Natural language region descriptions
▽
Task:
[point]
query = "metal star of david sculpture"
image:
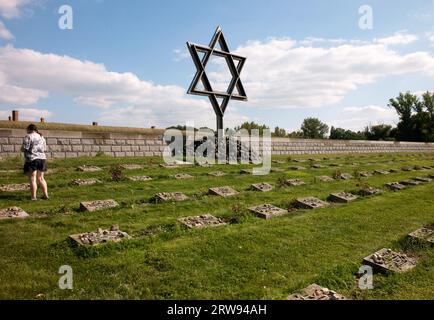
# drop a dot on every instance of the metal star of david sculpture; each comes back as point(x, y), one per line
point(235, 63)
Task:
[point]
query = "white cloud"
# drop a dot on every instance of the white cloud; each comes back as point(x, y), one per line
point(4, 32)
point(357, 118)
point(12, 8)
point(29, 114)
point(399, 38)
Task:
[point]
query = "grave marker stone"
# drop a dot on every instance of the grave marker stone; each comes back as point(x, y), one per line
point(267, 211)
point(202, 221)
point(96, 205)
point(12, 213)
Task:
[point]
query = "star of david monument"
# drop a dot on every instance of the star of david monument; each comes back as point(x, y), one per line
point(219, 99)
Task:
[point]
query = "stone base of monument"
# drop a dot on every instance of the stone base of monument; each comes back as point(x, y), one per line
point(86, 168)
point(310, 203)
point(381, 171)
point(423, 179)
point(217, 174)
point(97, 205)
point(139, 178)
point(15, 187)
point(424, 234)
point(263, 186)
point(316, 292)
point(85, 182)
point(388, 260)
point(325, 178)
point(182, 176)
point(268, 211)
point(370, 191)
point(131, 166)
point(223, 191)
point(342, 197)
point(410, 182)
point(297, 168)
point(202, 221)
point(100, 236)
point(170, 196)
point(12, 213)
point(294, 182)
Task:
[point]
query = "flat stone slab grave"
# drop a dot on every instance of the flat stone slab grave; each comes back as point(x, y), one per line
point(15, 187)
point(181, 176)
point(381, 171)
point(297, 168)
point(217, 174)
point(370, 191)
point(395, 186)
point(131, 166)
point(86, 168)
point(100, 236)
point(13, 212)
point(410, 182)
point(365, 174)
point(140, 178)
point(202, 221)
point(223, 191)
point(388, 260)
point(423, 179)
point(345, 176)
point(171, 196)
point(325, 179)
point(294, 182)
point(316, 292)
point(268, 211)
point(263, 186)
point(85, 182)
point(342, 197)
point(424, 234)
point(311, 203)
point(98, 205)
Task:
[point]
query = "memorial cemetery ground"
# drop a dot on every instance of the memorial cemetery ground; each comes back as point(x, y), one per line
point(243, 254)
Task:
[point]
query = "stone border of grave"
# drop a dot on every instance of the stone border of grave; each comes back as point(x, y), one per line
point(99, 237)
point(380, 261)
point(310, 203)
point(423, 234)
point(342, 197)
point(15, 187)
point(223, 191)
point(268, 211)
point(13, 213)
point(262, 186)
point(97, 205)
point(202, 221)
point(316, 292)
point(171, 196)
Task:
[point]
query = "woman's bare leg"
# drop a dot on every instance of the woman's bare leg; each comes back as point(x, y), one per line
point(33, 185)
point(43, 184)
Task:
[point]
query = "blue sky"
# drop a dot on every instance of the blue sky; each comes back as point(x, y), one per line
point(125, 62)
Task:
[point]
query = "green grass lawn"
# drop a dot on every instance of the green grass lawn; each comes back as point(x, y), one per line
point(249, 258)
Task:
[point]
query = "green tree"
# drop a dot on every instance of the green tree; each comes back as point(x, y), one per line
point(313, 128)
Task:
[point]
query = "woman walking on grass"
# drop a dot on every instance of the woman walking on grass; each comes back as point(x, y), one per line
point(34, 147)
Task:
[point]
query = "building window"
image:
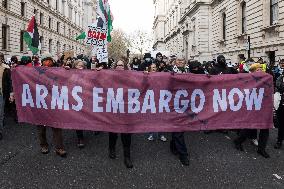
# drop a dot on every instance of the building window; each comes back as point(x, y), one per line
△
• _REQUIRED ACTION_:
Output every entry exactly, leaving out pictures.

• _TASK ANSWER_:
Task:
[point]
query = "metal star of david sculpture"
image:
# drop a dot on every instance of the metal star of david sculpture; each comes back as point(x, y), one per line
point(235, 63)
Task:
[point]
query = "white cloud"
# drop a dot on every instance of the white cloud; each comes back as point(x, y), one per line
point(4, 32)
point(357, 118)
point(12, 8)
point(29, 114)
point(399, 38)
Task:
[point]
query = "grave marker stone"
# drop a dot on every instance of the grave marker stone; each comes back as point(x, y), one per line
point(267, 211)
point(202, 221)
point(96, 205)
point(12, 213)
Task:
[point]
query = "star of david monument"
# drop a dot on every instance of the star of david monument; each comes back as point(x, y), one per line
point(219, 99)
Task:
[point]
query = "stone base of monument"
# drop a dot on every instance of the stone base of monument; each comes back as point(x, y), one per line
point(86, 168)
point(310, 203)
point(381, 171)
point(423, 179)
point(217, 174)
point(97, 205)
point(139, 178)
point(15, 187)
point(424, 234)
point(263, 186)
point(316, 292)
point(85, 182)
point(388, 260)
point(325, 178)
point(182, 176)
point(268, 211)
point(370, 191)
point(131, 166)
point(223, 191)
point(342, 197)
point(410, 182)
point(297, 168)
point(202, 221)
point(100, 236)
point(170, 196)
point(12, 213)
point(294, 182)
Task:
[point]
query = "flat stone slab grave"
# drop a dot on every instance of the flat stone slab grave; each comes back as point(x, y), one per line
point(15, 187)
point(181, 176)
point(381, 171)
point(297, 168)
point(217, 174)
point(370, 191)
point(395, 186)
point(131, 166)
point(86, 168)
point(100, 236)
point(13, 212)
point(410, 182)
point(365, 174)
point(140, 178)
point(202, 221)
point(223, 191)
point(388, 260)
point(423, 179)
point(345, 176)
point(171, 196)
point(325, 179)
point(294, 182)
point(316, 292)
point(268, 211)
point(263, 186)
point(85, 182)
point(342, 197)
point(424, 234)
point(311, 203)
point(98, 205)
Task:
[point]
query = "memorial cemetery ground"
# drop a dot on every instance of the memorial cemetery ground; each comes back as point(x, y), one per line
point(243, 254)
Task:
[point]
query = "stone border of grave"
# drop a dot on every instance of the stone border of grave; each comes back as point(x, y), one per line
point(99, 237)
point(380, 261)
point(310, 203)
point(423, 234)
point(342, 197)
point(15, 187)
point(223, 191)
point(268, 211)
point(13, 213)
point(262, 186)
point(97, 205)
point(202, 221)
point(316, 292)
point(171, 196)
Task:
[point]
query = "woman's bare leg"
# drop a dot on every instance of the woman's bare leg; each comes back as point(x, y), one per line
point(33, 185)
point(43, 184)
Task:
[point]
query = "blue sky"
# drop a dot on every instance of the blue sky; each comes back as point(x, y), one per line
point(125, 62)
Task:
[point]
query = "green grass lawn"
# drop a dot on every instance of the green grass lawn; each comes back as point(x, y), one per line
point(249, 258)
Task:
[point]
query = "green tree"
# drop a dot on every instance of the green tree; each comes back as point(x, y), one per line
point(313, 128)
Task:
[point]
query = "woman walking on grass"
# drop a dot on every instance of the woman walking on grass; each comes back as point(x, y), one per line
point(34, 147)
Task:
[point]
query = "building window"
image:
# drop a dot on every instance of the building window; each comes back as point(x, y), one per line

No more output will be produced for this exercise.